-- Start of Recorded information --
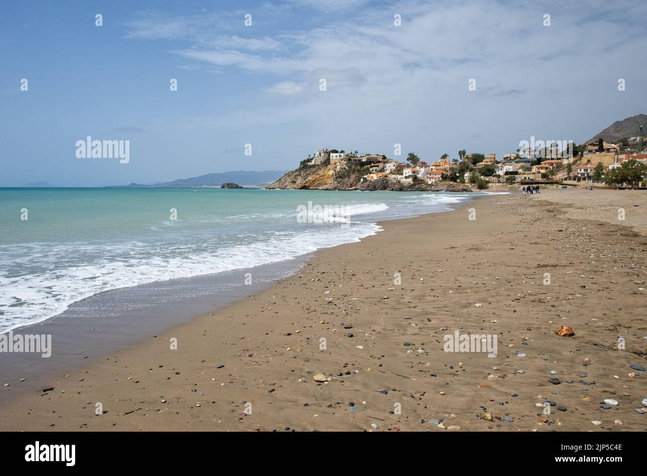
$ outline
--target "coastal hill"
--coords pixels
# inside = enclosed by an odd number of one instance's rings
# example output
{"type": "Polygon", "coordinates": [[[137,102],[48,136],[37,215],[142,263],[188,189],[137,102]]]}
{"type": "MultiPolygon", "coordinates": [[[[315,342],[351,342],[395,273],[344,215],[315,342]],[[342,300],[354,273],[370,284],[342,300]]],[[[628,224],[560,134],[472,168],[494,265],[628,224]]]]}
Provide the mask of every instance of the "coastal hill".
-- End of Recorded information --
### Your task
Quote all of the material above word for word, omitting the pictures.

### Answer to this problem
$ outline
--target "coastal hill"
--coords pixels
# inside = enclosed by an odd number of one instance's rings
# example output
{"type": "Polygon", "coordinates": [[[137,102],[48,136],[37,215],[142,263],[188,189],[137,102]]]}
{"type": "MultiPolygon", "coordinates": [[[[315,342],[351,342],[395,273],[344,215],[315,342]],[[342,300],[354,273],[370,284],[342,300]]],[[[628,224],[560,134],[472,168],[494,265],[628,224]]]]}
Provide the mask of every instance of the "coastal hill".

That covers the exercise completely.